■ What you have to do
Repeat every record below exactly as written.

[Extracted data entries]
===============

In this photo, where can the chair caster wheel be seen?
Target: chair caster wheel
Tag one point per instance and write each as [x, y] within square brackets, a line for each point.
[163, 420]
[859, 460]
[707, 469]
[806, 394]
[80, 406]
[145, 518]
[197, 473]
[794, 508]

===============

■ Answer space
In this photo, where can the chair caster wheel be seen?
Target: chair caster wheel
Tag one point per instance and write each as [x, y] within square brackets, a line for each point.
[163, 420]
[859, 460]
[707, 469]
[806, 394]
[80, 406]
[145, 518]
[197, 473]
[794, 508]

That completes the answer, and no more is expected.